START Given text

A grower's champagne is made by the person or estate that owns the vineyards where the grapes are grown. These champagnes show much personality and character - evocative of terroir as they are usually from a single vineyard or cluster of vineyards around a village. They also showcase the skill of the winemaker-grower.
When buying, look for the initials "RM" in small print at the bottom of the label, which means "Recoltant-Manipulant". To me it means "really marvellous" wine, as these champagnes are so much more interesting than those from the larger commercial houses. Of Champagne's 19,000 independent growers, about 3,800 produce champagne from their own grapes. In 2008 this was about 3 per cent of the market. The quantities that they make are so small they are only available in selected overseas markets. While the larger champagne houses mainly aim for consistency, some do produce premium-priced terroir champagnes from Grand Cru villages - think of Krug's Clos de Mesnil and Billecart-Salmon's Clos St Hillaire.

END Given text

What the task asks
Transcribe the passage on grower champagne word for word, starting with "A grower's champagne" and going on through "of the winemaker-grower.".

START Data for analysis

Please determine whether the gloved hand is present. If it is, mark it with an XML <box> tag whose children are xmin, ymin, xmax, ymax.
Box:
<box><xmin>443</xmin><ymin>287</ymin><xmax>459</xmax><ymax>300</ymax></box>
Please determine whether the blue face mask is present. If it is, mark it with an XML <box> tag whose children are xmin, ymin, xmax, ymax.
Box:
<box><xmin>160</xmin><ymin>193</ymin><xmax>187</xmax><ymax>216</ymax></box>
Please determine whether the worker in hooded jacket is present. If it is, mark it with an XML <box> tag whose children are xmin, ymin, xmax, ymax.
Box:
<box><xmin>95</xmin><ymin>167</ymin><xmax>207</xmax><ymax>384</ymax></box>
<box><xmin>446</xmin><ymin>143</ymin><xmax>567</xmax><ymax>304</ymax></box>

END Data for analysis

Response to this task
A grower's champagne is made by the person or estate that owns the vineyards where the grapes are grown. These champagnes show much personality and character - evocative of terroir as they are usually from a single vineyard or cluster of vineyards around a village. They also showcase the skill of the winemaker-grower.